PROMPT:
Working from the top of the records below, reproduce each line exactly, ending once you have written the line containing "Query: leafy green tree".

Stored data entries
---------------
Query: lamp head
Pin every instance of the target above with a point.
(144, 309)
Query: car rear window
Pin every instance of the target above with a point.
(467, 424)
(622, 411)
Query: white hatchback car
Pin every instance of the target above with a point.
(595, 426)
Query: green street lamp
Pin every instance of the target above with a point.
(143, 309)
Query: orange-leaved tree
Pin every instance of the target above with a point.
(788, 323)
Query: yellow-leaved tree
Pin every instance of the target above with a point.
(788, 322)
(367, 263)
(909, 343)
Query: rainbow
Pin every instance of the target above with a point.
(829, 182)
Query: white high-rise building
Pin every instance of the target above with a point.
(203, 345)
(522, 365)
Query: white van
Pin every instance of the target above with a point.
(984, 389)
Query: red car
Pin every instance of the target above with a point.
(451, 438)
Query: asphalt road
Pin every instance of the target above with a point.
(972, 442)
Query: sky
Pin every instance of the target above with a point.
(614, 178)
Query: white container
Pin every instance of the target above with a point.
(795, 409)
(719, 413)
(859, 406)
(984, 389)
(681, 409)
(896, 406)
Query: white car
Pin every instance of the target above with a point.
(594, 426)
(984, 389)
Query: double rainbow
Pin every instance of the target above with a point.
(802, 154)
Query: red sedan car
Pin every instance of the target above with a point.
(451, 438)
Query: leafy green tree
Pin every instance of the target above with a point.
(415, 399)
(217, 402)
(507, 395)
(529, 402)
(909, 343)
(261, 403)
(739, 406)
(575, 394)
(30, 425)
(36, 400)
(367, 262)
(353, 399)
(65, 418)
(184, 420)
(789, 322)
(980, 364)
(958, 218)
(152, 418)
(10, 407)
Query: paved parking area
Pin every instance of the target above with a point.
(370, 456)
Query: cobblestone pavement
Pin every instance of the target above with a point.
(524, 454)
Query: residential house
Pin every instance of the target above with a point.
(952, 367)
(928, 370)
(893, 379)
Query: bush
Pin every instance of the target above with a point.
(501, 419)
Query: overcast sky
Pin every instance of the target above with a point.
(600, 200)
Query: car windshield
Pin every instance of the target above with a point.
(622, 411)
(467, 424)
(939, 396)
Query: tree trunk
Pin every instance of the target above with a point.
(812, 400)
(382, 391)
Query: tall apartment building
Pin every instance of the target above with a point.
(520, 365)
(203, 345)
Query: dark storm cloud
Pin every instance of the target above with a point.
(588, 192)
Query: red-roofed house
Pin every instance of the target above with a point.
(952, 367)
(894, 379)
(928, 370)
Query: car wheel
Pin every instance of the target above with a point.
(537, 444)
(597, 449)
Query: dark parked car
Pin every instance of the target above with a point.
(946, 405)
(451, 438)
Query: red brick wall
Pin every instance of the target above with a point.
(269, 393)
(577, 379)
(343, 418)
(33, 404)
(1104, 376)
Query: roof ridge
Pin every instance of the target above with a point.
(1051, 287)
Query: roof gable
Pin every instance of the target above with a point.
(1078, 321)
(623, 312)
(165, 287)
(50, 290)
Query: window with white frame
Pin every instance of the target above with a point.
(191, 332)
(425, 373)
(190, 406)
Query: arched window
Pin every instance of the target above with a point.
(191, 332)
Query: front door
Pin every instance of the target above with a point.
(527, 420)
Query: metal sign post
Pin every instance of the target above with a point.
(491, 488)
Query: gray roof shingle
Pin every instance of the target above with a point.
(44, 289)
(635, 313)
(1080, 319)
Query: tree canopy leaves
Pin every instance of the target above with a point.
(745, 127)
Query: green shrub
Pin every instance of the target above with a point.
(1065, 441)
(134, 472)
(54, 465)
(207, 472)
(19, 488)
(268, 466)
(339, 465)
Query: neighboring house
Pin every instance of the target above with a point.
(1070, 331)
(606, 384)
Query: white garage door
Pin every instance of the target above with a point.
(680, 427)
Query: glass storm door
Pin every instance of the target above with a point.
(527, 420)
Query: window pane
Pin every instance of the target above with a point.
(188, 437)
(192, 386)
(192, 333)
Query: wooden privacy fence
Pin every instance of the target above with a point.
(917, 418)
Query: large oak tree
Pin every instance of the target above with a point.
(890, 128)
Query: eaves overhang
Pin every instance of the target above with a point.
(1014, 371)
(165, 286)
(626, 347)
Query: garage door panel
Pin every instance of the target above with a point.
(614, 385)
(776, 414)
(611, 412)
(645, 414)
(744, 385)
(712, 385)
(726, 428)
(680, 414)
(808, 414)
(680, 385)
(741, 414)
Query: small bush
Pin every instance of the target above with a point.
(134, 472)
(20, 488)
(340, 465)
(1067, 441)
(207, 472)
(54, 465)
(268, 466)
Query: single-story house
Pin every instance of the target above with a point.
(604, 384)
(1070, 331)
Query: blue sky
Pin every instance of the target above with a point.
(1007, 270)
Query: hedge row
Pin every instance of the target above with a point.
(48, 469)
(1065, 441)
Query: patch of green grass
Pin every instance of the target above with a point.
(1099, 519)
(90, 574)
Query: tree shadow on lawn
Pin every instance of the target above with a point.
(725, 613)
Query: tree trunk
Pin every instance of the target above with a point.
---------------
OUTPUT:
Query: lamp head
Pin every instance of the target above with a point.
(144, 309)
Query: car rear window
Pin every instance of the target above with a point.
(467, 424)
(622, 411)
Query: white hatchback car
Pin every instance of the target above with a point.
(595, 426)
Query: green street lamp
Pin every instance of the target above with a point.
(143, 309)
Query: orange-leaved tree
Pin every instance of the target above with a point.
(788, 323)
Query: yellow-leaved tree
Pin every instance of the target above with a point.
(788, 322)
(367, 263)
(909, 343)
Query: rainbow
Pin every instance of the target above with a point.
(829, 182)
Query: white high-rise building
Pin every instance of the target above with a point.
(203, 345)
(522, 365)
Query: white van
Pin every instance of the target above with a point.
(984, 389)
Query: red car
Pin every instance of the target above with a point.
(451, 438)
Query: asphalt road
Pin every instance of the target above with a point.
(972, 442)
Query: sky
Pin every instance of the target above with a point.
(614, 178)
Query: white container
Pin every instance of the target above with a point.
(795, 409)
(719, 413)
(859, 406)
(984, 389)
(681, 409)
(896, 406)
Query: white car
Pin every instance of the target above with a point.
(594, 426)
(984, 389)
Query: double rainbow
Pin every instance of the target above with a point.
(802, 154)
Query: red sedan car
Pin every instance of the target above with a point.
(451, 438)
Query: leafy green tree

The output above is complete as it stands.